_THE PROBLEM_:
What you return should match every record exactly, with the images removed.

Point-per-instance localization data
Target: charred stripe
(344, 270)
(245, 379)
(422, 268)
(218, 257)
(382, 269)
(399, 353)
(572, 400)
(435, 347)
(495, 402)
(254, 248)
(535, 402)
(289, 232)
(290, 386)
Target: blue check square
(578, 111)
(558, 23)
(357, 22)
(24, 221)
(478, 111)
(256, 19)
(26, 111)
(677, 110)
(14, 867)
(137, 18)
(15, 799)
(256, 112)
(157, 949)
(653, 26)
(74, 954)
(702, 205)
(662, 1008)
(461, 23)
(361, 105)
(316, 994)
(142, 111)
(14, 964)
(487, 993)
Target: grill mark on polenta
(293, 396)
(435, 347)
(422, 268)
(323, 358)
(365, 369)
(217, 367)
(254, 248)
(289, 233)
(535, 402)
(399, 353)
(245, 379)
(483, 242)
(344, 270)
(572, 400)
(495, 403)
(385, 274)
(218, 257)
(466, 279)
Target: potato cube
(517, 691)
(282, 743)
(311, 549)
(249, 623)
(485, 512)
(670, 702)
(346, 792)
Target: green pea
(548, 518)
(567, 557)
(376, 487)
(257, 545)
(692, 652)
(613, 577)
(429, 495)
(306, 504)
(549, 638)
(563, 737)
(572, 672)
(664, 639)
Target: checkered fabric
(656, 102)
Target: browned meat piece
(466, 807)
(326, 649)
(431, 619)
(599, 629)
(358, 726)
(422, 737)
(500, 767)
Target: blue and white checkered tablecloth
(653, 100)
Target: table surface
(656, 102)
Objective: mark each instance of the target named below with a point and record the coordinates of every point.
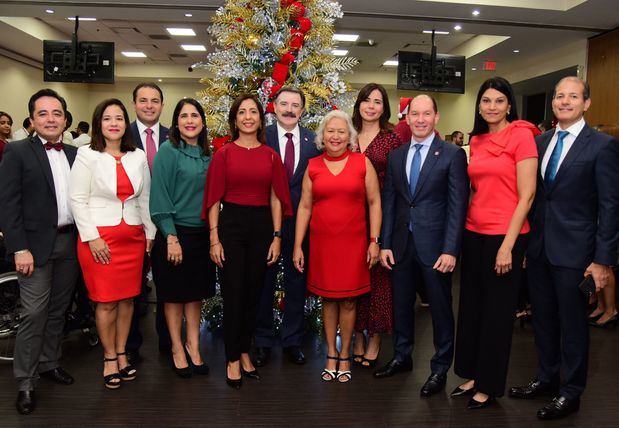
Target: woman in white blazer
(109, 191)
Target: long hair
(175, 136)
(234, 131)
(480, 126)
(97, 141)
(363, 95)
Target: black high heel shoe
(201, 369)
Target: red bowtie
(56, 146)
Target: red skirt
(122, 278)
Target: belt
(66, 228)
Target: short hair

_RESPONSE_:
Target: charred stripe
(344, 270)
(245, 379)
(422, 268)
(218, 257)
(382, 269)
(399, 353)
(572, 400)
(435, 347)
(495, 402)
(254, 248)
(535, 402)
(289, 232)
(290, 386)
Target: blue check square
(578, 111)
(558, 23)
(357, 22)
(24, 221)
(478, 111)
(256, 19)
(26, 111)
(677, 110)
(14, 867)
(137, 18)
(15, 799)
(256, 112)
(157, 949)
(653, 26)
(74, 954)
(702, 205)
(662, 1008)
(461, 23)
(361, 105)
(316, 994)
(142, 111)
(14, 964)
(487, 993)
Target: grill mark on polenta
(293, 396)
(435, 347)
(422, 268)
(323, 358)
(365, 369)
(217, 367)
(254, 248)
(289, 233)
(535, 402)
(399, 353)
(245, 379)
(483, 242)
(344, 270)
(572, 400)
(495, 403)
(385, 274)
(218, 257)
(466, 279)
Target: potato cube
(517, 691)
(282, 743)
(311, 549)
(249, 623)
(485, 512)
(670, 702)
(346, 792)
Target: green pea
(548, 518)
(567, 557)
(376, 487)
(257, 545)
(692, 652)
(613, 577)
(429, 495)
(306, 504)
(549, 638)
(563, 737)
(572, 672)
(664, 639)
Target: checkered fabric
(656, 102)
Target: browned meat piece
(466, 807)
(326, 649)
(431, 619)
(599, 629)
(358, 726)
(422, 737)
(500, 767)
Target: blue and white checkered tablecloth
(653, 100)
Target: table surface
(656, 102)
Objective: mark each instance of the target named below with a point and record the coordinates of every point.
Target: woman in white blazer
(109, 191)
Target: long hair
(175, 136)
(234, 131)
(480, 126)
(97, 141)
(363, 95)
Target: black high heel shoe
(201, 369)
Target: red bowtie
(56, 146)
Target: red skirt
(122, 278)
Target: belt
(66, 228)
Target: short hair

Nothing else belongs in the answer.